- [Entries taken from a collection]
·····

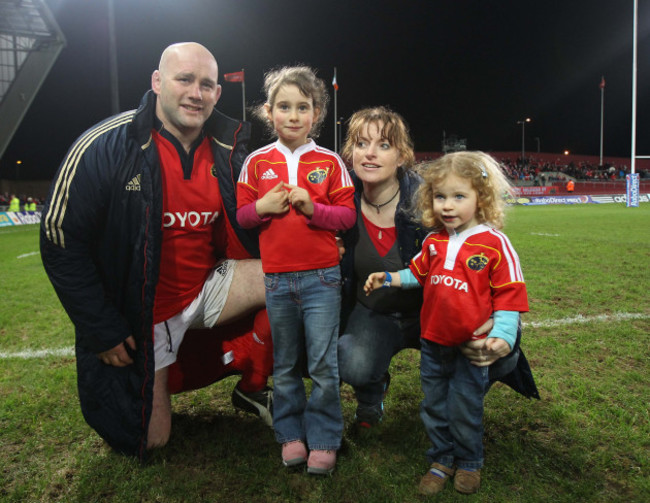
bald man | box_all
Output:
[41,42,272,458]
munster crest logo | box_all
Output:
[307,168,327,184]
[467,253,489,272]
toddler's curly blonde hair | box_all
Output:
[415,151,512,229]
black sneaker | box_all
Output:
[232,386,273,428]
[354,372,390,429]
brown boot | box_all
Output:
[454,468,481,494]
[418,463,455,496]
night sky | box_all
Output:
[0,0,650,178]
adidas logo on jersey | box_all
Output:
[124,175,140,192]
[262,168,279,180]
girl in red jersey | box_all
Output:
[237,66,356,475]
[364,152,528,494]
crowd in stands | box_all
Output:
[500,156,650,185]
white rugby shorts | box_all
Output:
[153,260,237,370]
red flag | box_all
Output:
[223,70,244,82]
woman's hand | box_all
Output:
[363,272,386,296]
[460,337,510,367]
[460,318,510,367]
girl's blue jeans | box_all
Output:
[420,339,489,470]
[264,266,343,450]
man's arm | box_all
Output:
[41,130,130,353]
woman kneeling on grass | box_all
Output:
[338,106,539,433]
[365,152,528,494]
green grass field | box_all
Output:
[0,204,650,503]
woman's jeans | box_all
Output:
[264,266,343,450]
[338,302,420,419]
[420,339,489,470]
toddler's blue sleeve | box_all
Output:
[488,311,519,349]
[397,267,420,290]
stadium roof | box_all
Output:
[0,0,65,157]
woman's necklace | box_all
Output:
[361,187,399,214]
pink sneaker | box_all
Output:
[282,440,307,468]
[307,451,336,475]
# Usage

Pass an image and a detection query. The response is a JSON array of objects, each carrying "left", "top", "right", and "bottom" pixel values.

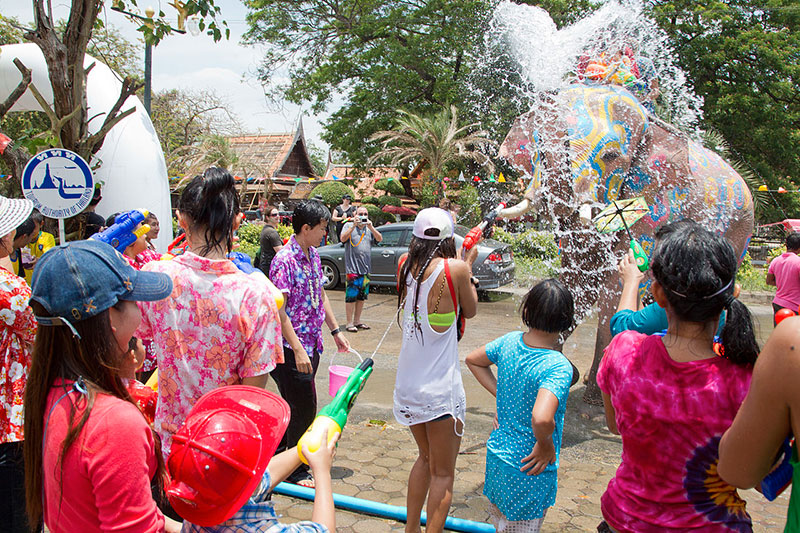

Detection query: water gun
[
  {"left": 760, "top": 435, "right": 794, "bottom": 501},
  {"left": 630, "top": 238, "right": 650, "bottom": 272},
  {"left": 462, "top": 202, "right": 506, "bottom": 252},
  {"left": 90, "top": 209, "right": 150, "bottom": 253},
  {"left": 297, "top": 357, "right": 373, "bottom": 464}
]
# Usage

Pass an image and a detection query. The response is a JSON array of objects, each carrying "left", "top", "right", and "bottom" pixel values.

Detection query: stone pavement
[{"left": 274, "top": 291, "right": 789, "bottom": 533}]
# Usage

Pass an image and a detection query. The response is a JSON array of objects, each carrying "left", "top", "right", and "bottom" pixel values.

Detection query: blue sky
[{"left": 0, "top": 0, "right": 327, "bottom": 148}]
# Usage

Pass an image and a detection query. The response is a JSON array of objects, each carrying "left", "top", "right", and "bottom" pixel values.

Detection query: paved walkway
[{"left": 274, "top": 291, "right": 789, "bottom": 533}]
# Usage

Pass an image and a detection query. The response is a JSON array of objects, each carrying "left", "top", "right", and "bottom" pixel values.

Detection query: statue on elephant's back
[{"left": 500, "top": 85, "right": 753, "bottom": 403}]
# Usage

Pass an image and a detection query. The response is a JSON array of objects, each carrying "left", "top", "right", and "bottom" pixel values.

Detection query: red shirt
[{"left": 43, "top": 383, "right": 164, "bottom": 533}]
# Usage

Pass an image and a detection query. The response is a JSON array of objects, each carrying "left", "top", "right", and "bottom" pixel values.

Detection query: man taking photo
[{"left": 339, "top": 206, "right": 383, "bottom": 332}]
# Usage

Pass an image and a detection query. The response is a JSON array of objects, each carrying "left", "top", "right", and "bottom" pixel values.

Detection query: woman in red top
[
  {"left": 0, "top": 196, "right": 36, "bottom": 533},
  {"left": 24, "top": 241, "right": 180, "bottom": 533}
]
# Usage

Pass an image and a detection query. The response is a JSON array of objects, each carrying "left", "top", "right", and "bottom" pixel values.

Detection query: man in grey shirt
[{"left": 339, "top": 206, "right": 383, "bottom": 332}]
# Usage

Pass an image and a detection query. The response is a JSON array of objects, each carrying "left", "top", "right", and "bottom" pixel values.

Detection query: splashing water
[{"left": 470, "top": 0, "right": 702, "bottom": 319}]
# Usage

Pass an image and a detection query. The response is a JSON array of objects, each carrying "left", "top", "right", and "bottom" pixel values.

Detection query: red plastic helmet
[{"left": 167, "top": 385, "right": 290, "bottom": 527}]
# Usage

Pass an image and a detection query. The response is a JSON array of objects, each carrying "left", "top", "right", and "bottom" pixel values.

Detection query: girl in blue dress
[{"left": 467, "top": 279, "right": 574, "bottom": 533}]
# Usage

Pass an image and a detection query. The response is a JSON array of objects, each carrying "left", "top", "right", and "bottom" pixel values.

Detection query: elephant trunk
[{"left": 497, "top": 198, "right": 531, "bottom": 218}]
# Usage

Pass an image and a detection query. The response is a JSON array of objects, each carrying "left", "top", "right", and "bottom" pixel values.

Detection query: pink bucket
[{"left": 328, "top": 348, "right": 363, "bottom": 396}]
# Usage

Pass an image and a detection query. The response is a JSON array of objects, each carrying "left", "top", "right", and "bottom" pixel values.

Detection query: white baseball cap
[
  {"left": 414, "top": 207, "right": 454, "bottom": 241},
  {"left": 0, "top": 196, "right": 33, "bottom": 237}
]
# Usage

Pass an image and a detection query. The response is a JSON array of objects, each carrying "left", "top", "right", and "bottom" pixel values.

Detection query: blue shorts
[{"left": 344, "top": 274, "right": 369, "bottom": 303}]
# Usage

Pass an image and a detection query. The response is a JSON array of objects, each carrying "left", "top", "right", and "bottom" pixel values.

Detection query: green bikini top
[{"left": 428, "top": 311, "right": 456, "bottom": 328}]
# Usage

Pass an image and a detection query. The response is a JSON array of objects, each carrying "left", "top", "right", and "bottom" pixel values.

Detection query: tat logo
[{"left": 22, "top": 148, "right": 94, "bottom": 219}]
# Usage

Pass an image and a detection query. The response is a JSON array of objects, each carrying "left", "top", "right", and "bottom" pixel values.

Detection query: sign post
[{"left": 22, "top": 148, "right": 94, "bottom": 244}]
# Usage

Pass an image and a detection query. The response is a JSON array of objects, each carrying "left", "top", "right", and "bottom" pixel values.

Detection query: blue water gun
[
  {"left": 761, "top": 435, "right": 794, "bottom": 501},
  {"left": 91, "top": 209, "right": 150, "bottom": 253}
]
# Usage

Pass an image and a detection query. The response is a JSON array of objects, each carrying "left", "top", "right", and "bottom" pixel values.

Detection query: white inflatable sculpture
[{"left": 0, "top": 43, "right": 172, "bottom": 252}]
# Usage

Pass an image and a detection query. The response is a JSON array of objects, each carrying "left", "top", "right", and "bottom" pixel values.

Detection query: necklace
[{"left": 303, "top": 263, "right": 319, "bottom": 309}]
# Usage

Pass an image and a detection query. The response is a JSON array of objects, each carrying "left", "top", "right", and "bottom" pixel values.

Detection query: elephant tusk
[{"left": 497, "top": 198, "right": 531, "bottom": 218}]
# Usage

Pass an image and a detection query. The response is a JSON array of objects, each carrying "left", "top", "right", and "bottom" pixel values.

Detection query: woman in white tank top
[{"left": 394, "top": 208, "right": 478, "bottom": 532}]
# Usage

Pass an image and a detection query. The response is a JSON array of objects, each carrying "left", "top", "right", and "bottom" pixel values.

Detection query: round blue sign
[{"left": 22, "top": 148, "right": 94, "bottom": 218}]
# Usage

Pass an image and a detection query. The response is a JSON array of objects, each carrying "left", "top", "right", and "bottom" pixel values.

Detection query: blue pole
[{"left": 273, "top": 483, "right": 495, "bottom": 533}]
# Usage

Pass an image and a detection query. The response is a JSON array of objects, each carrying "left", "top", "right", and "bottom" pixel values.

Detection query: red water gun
[{"left": 462, "top": 202, "right": 506, "bottom": 254}]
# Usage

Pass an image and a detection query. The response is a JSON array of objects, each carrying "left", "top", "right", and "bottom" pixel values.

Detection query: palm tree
[{"left": 369, "top": 105, "right": 497, "bottom": 187}]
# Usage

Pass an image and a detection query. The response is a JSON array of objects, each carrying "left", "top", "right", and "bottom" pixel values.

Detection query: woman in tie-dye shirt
[
  {"left": 137, "top": 168, "right": 283, "bottom": 459},
  {"left": 597, "top": 224, "right": 758, "bottom": 533}
]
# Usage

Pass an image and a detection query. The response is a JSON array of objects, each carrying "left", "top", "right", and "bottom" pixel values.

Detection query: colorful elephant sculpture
[{"left": 500, "top": 85, "right": 753, "bottom": 403}]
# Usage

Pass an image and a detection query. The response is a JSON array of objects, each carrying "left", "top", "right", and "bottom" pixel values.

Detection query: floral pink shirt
[
  {"left": 136, "top": 252, "right": 283, "bottom": 458},
  {"left": 597, "top": 331, "right": 753, "bottom": 533},
  {"left": 0, "top": 268, "right": 36, "bottom": 443}
]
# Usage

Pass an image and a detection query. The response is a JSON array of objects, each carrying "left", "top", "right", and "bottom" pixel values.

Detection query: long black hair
[
  {"left": 397, "top": 233, "right": 458, "bottom": 331},
  {"left": 178, "top": 167, "right": 239, "bottom": 255},
  {"left": 652, "top": 225, "right": 759, "bottom": 366}
]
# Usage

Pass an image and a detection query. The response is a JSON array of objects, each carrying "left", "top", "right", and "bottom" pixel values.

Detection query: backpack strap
[{"left": 444, "top": 259, "right": 458, "bottom": 313}]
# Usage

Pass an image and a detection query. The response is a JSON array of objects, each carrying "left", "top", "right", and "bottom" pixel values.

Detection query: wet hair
[
  {"left": 786, "top": 232, "right": 800, "bottom": 250},
  {"left": 178, "top": 167, "right": 239, "bottom": 255},
  {"left": 14, "top": 217, "right": 36, "bottom": 239},
  {"left": 651, "top": 224, "right": 759, "bottom": 366},
  {"left": 397, "top": 234, "right": 458, "bottom": 338},
  {"left": 23, "top": 301, "right": 166, "bottom": 524},
  {"left": 519, "top": 278, "right": 575, "bottom": 333},
  {"left": 653, "top": 218, "right": 701, "bottom": 241},
  {"left": 292, "top": 200, "right": 331, "bottom": 235}
]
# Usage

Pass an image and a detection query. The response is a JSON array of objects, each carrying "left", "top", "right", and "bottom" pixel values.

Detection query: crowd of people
[{"left": 0, "top": 168, "right": 800, "bottom": 533}]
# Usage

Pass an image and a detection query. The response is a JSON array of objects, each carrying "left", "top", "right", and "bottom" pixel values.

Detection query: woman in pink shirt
[
  {"left": 597, "top": 224, "right": 758, "bottom": 533},
  {"left": 24, "top": 240, "right": 180, "bottom": 533}
]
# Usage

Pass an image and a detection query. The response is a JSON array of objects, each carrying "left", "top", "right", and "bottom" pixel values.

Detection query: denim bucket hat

·····

Starting with the line that contains "white rugby shorts | box_all" and going on through the line that contains "[307,451,336,475]", write out those items again with each bounding-box coordinate in the answers shifted up by 61 and the requests kept as they are.

- [Answer to this problem]
white rugby shorts | box_all
Output:
[214,321,298,431]
red flag | box_all
Output:
[284,131,305,143]
woman's hand | box_all
Output:
[424,333,447,357]
[521,398,571,428]
[521,379,571,428]
girl's blue jeans | box_all
Output:
[481,400,550,531]
[325,327,404,511]
man's arm | box_all
Output:
[102,191,191,414]
woman kneeling on grass | box_all
Output:
[399,167,600,494]
[426,213,589,555]
green grass field | box_all
Output:
[61,265,711,564]
woman's jeans | box_all
Output:
[325,327,404,511]
[399,363,481,480]
[481,400,550,531]
toddler's blue sleeve | box_all
Output:
[549,372,580,410]
[458,328,481,351]
stadium roof | box_all
Output:
[61,61,126,218]
woman's necklace | box_all
Output:
[422,248,460,275]
pink sneaker | box_all
Output:
[343,501,368,529]
[368,512,397,536]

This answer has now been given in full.